Task item - Transcribe the listing below word for word but skip its images.

####

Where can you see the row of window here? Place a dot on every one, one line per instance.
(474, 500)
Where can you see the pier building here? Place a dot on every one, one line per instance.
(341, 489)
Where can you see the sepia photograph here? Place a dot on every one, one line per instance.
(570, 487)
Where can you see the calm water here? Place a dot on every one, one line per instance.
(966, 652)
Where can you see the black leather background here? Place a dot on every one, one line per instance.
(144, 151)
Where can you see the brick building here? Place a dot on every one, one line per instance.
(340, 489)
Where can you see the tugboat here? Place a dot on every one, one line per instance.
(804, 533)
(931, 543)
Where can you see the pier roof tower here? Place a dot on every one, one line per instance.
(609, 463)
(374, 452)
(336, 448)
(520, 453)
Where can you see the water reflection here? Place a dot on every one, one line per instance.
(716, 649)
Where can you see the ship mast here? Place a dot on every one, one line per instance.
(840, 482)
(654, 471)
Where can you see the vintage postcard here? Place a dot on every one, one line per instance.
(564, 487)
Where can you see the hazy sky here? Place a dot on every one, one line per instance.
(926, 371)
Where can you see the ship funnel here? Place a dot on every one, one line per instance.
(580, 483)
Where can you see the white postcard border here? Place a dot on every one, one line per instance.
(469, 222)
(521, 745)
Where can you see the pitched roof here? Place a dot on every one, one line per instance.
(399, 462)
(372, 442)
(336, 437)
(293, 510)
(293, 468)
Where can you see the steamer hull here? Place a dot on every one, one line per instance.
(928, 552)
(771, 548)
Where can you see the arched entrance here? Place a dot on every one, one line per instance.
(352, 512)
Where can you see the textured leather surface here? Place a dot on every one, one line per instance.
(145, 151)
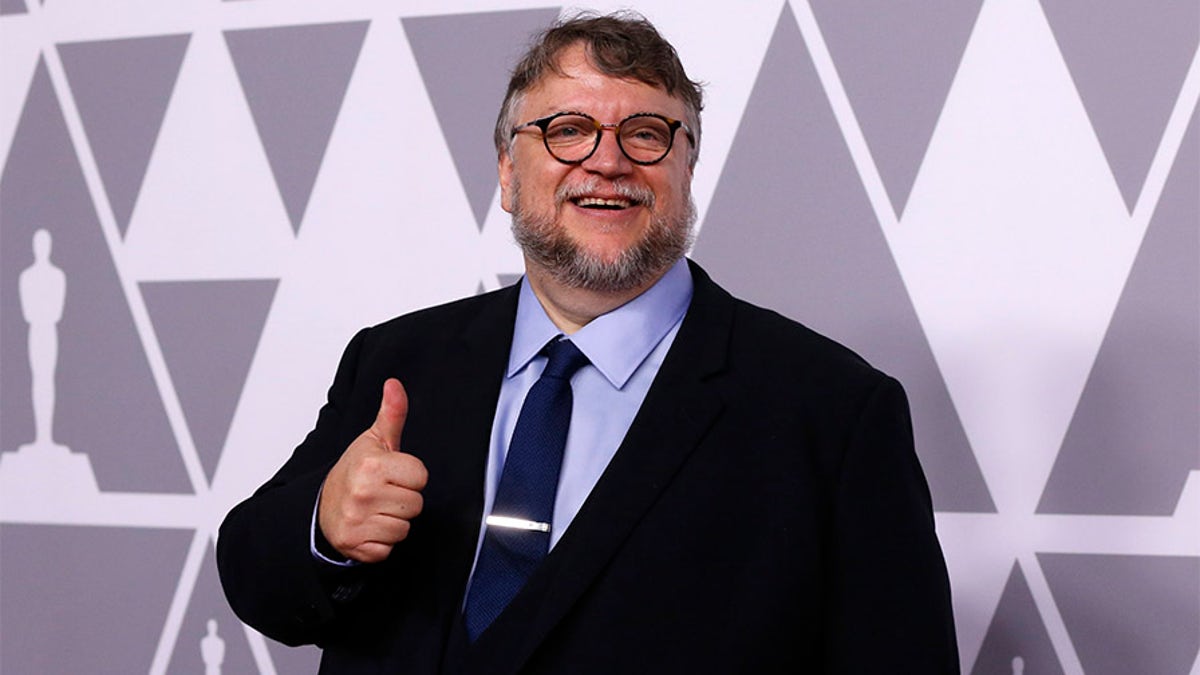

####

Your solution -
Where can you see the row of window here? Place a dot on every one, one line per instance.
(474, 500)
Where can you see the pier building here? Place a dot on every one, one line per instance.
(341, 489)
Where can you see the sepia photograph here? Place a dot on every one, one line per instance.
(570, 487)
Where can you see the calm water here? Place a dot on every one, one line per instance.
(966, 652)
Where can you see the black leather background here? Place a dot on every one, one line per instance.
(144, 151)
Where can you see the brick building here? Place a dot on every one, one line per instance.
(340, 489)
Where can you see the tugboat here? Place a dot on every one, one line per instance.
(804, 533)
(931, 543)
Where can you see the pier roof tower here? Place a dot on every one, one line per instance.
(609, 463)
(374, 452)
(336, 448)
(520, 453)
Where can you see the water reflection here? Place a dot on every one, one line per instance.
(716, 649)
Where can you see the ship mast here? Place a dot on every one, one line per instance.
(840, 482)
(654, 471)
Where can you see the vintage postcard here? Place a dot on every one, one line per instance.
(564, 487)
Where can you see the hazy sky here? Place a dot on every one, one line per instance.
(926, 371)
Where can you see the ship funnel here? Place a dot on every one, one line per instance.
(580, 483)
Where can you see the white postcard border here? Place a dot on every one, one line per instance.
(469, 222)
(521, 745)
Where can you see the pitched roof here? Place a dot on every one, one line per instance.
(399, 462)
(372, 442)
(336, 437)
(293, 510)
(293, 468)
Where can you see the steamer hull here? Place a dot on every one, one line per instance.
(928, 552)
(771, 548)
Where can you see the arched entrance here? Place a dot on every one, one line per instance.
(352, 512)
Where can you see the textured leather surface here? Place a dot on every one, one line per instance.
(145, 151)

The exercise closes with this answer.